Module TestU01.Smarsa

birthday_spacings gen res N n r d t p implements the birthday spacings test proposed in Marsaglia 1985 (A current view of random number generators) and studied further by Knuth (1998, The Art of Computer Programming, Volume 2: Seminumerical Algorithms) and L’Ecuyer and Simard (2001, On the performance of birthday spacings tests for certain families of random number generators). This is a variation of the collision test, in which n points are thrown into k = d^t cells in t dimensions as in Smultin.multinomial. The cells are numbered from 0 to k−1. To generate a point, t integers y0,…,y_{t−1} in {0, …, d−1} are generated from t successive uniforms. The parameter p decides in which order these t integers are used to determine the cell number: The cell number is c = y0 d^{t−1} + ··· + y_{t−2} d + y_{t−1} if p = 1 and c = y_{t−1} d^{t−1} + ··· + y1 d + y0 if p = 2. This corresponds to using Smultin.gener_cell_serial for p = 1 and Smultin.gener_cell_serial_2 for p = 2.

........

** What the exercise asks **
Continue the description of the birthday spacings test in TestU01.Smarsa, picking up right after its final sentence. The data that follows is not needed for this.

** Records from a collection **
........

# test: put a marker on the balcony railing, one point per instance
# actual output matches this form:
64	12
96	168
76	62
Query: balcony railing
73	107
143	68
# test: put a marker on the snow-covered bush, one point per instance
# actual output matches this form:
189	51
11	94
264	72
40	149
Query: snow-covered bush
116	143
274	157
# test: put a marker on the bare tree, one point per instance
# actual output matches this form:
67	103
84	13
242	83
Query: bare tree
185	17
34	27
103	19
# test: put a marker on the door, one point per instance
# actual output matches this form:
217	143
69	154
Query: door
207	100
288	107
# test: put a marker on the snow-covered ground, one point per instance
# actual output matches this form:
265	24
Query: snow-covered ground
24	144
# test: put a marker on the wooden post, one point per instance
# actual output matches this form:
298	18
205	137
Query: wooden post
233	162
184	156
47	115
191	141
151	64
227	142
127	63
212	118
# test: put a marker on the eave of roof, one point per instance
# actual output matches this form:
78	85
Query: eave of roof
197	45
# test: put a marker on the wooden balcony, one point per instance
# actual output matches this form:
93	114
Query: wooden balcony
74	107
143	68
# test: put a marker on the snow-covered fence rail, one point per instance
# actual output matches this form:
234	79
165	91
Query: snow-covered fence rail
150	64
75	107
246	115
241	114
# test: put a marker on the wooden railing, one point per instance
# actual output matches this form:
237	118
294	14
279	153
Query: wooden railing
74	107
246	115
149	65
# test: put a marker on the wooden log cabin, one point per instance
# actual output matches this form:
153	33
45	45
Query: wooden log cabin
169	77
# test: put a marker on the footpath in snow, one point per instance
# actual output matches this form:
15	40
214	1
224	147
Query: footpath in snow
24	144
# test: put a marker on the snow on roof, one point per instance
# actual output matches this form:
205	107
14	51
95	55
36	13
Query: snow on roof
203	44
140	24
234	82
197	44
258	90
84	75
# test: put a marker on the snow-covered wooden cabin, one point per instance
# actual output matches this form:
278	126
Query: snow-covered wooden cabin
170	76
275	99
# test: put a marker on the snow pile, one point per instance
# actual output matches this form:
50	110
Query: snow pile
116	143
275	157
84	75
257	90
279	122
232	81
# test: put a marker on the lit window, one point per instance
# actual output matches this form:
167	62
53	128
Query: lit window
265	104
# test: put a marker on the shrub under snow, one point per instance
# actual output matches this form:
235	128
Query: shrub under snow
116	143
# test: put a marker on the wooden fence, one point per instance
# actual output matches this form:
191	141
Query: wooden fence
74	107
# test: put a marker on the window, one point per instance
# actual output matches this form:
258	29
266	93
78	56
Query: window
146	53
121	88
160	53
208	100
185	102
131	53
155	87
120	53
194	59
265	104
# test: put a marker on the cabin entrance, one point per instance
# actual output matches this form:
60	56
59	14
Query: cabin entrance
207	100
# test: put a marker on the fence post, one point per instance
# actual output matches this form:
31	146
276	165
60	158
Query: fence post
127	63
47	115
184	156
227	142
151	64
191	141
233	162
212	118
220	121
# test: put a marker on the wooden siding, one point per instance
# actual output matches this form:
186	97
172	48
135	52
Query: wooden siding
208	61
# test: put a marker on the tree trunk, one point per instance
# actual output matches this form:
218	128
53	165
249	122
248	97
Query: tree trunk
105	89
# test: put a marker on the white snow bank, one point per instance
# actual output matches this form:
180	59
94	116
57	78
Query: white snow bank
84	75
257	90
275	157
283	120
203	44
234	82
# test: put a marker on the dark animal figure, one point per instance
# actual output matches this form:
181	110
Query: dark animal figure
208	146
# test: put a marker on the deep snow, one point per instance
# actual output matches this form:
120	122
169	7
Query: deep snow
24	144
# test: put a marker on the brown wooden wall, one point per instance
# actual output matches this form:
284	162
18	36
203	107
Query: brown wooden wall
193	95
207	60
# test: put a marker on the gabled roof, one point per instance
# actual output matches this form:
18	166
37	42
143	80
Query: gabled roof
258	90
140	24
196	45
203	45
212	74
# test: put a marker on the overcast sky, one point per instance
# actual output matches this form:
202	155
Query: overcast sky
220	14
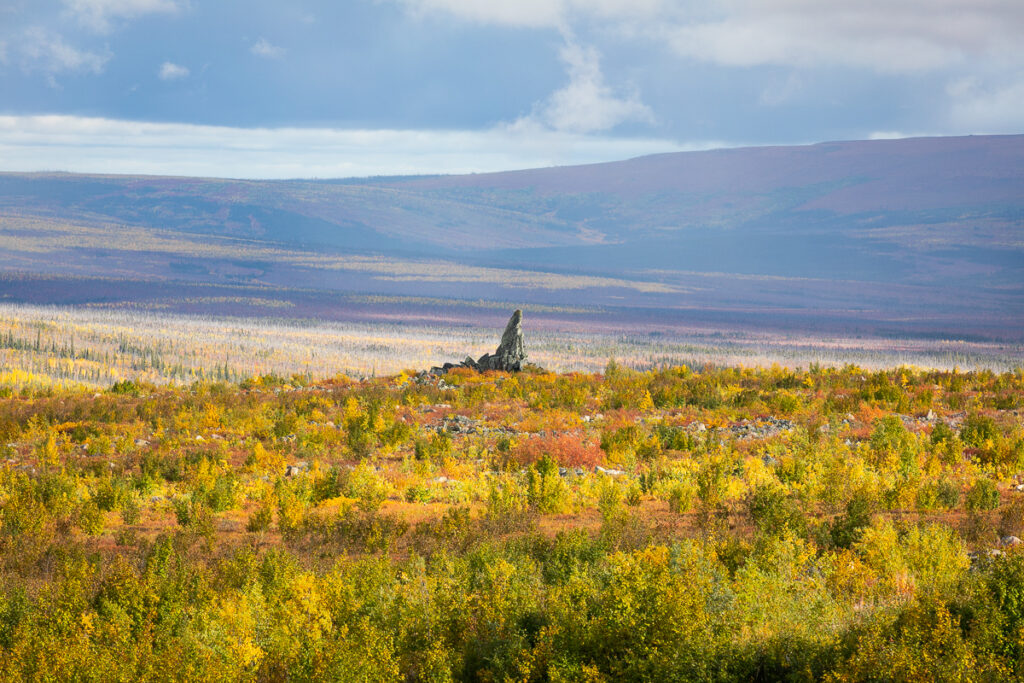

........

** Result **
The points obtained can be viewed as n birth dates in a year of k days (Altman 1988, Bit-wise behavior of random number generators, Marsaglia 1985). Let I1 ≤ I2 ≤ ··· ≤ In be the n cell numbers obtained, sorted in increasing order. The test computes the differences I_{j+1} − Ij, for 1 ≤ j < n, and count the number Y of collisions between these differences. Under H0, Y is approximately Poisson with mean λ = n³/(4k), and the sum of all values of Y for the N replications (the total number of collisions) is approximately Poisson with mean Nλ. The test computes this total number of collisions and computes the corresponding p-value using the Poisson distribution. Recommendation: k should be very large and λ relatively small. Restrictions: k ≤ Smarsa.max_k, 8Nλ ≤ k^{1/4} or 4n ≤ k^{5/12}/N^{1/3}, and p ∈ {1,2}.